## start
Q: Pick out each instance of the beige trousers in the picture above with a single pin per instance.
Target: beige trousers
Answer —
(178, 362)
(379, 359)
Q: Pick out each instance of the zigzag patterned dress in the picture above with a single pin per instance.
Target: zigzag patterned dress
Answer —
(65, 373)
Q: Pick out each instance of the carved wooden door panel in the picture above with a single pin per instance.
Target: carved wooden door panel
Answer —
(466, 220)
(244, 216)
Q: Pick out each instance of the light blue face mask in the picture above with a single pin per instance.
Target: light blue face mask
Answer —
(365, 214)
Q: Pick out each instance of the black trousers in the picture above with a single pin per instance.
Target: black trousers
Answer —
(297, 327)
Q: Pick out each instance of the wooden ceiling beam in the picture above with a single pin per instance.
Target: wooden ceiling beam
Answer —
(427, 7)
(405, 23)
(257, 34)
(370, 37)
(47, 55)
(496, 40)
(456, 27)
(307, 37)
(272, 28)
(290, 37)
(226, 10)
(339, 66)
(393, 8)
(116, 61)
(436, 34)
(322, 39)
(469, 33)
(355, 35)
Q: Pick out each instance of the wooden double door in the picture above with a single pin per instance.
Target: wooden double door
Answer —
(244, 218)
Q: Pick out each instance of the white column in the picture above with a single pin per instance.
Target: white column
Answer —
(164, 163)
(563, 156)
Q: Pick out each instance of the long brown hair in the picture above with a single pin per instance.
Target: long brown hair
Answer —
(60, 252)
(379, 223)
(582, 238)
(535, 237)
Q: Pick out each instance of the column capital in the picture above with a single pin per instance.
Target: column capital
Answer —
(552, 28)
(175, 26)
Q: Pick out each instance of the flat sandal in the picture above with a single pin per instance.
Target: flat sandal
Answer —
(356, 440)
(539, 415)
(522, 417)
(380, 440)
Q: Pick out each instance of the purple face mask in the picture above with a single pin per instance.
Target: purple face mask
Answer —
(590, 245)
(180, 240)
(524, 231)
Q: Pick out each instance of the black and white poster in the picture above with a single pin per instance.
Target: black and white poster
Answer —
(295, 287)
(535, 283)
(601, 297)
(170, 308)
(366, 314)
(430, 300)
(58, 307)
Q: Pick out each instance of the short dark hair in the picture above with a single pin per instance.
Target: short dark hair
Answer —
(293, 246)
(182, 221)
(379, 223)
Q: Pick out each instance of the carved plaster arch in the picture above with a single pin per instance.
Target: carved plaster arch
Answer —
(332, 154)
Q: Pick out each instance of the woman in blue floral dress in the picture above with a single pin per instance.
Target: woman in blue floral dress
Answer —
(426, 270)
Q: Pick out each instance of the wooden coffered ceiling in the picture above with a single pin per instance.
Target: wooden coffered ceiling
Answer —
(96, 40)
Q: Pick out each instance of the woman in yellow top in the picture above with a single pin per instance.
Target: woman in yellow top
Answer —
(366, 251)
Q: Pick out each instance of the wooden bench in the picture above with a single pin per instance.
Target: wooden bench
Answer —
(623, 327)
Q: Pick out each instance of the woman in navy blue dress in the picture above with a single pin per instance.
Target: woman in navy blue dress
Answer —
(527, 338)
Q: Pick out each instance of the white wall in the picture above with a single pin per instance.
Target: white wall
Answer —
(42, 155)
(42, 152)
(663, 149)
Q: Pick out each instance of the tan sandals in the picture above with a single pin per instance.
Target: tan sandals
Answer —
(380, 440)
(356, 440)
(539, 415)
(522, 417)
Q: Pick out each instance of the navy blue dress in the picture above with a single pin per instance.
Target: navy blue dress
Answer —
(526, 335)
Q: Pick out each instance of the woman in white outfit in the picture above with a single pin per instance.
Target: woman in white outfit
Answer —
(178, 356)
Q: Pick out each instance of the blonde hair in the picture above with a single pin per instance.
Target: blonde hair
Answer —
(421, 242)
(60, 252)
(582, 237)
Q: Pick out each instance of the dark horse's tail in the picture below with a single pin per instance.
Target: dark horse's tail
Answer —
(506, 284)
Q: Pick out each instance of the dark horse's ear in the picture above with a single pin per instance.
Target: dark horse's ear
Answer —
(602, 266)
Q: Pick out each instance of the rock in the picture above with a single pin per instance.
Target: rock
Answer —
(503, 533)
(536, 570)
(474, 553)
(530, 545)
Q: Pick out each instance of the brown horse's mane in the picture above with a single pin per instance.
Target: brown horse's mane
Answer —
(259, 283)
## end
▶ _TASK OBJECTIVE_: Rewrite every line from the one containing "Q: Pick out each instance of the navy" through the last line of the rows above, both included. Keep the requests as they are, and raise each coordinate in the answers by 64.

▶ _ANSWER TO THIS EXERCISE_:
Q: Pick out each instance of the navy blue dress in the picture above with a single pin per instance.
Target: navy blue dress
Answer —
(590, 399)
Q: Pick out each instance of the woman in white outfit in the picture above with a single pin per instance.
Target: woman in white outfit
Answer —
(242, 420)
Q: Pick out each instance of the blonde hair in the picture above with a single pin per instance.
Target: blonde hair
Answer —
(485, 306)
(124, 316)
(646, 301)
Q: Pick out each instance of the dark horse's tail in the picture below with a single pin per instance.
Target: dark horse's tail
Answer —
(570, 348)
Q: Pick out each instance of the dark horse's ear in the picture above with a single pin per instance.
Target: dark horse's ear
Answer —
(666, 330)
Q: Pick out each instance of the rock in the picture above with a single pin per instance.
Target: rock
Answer —
(567, 597)
(600, 634)
(538, 617)
(594, 609)
Q: Pick out each instance of the brown horse's mane in the picture above with a single pin per instance.
Target: brown horse's mane
Answer —
(323, 347)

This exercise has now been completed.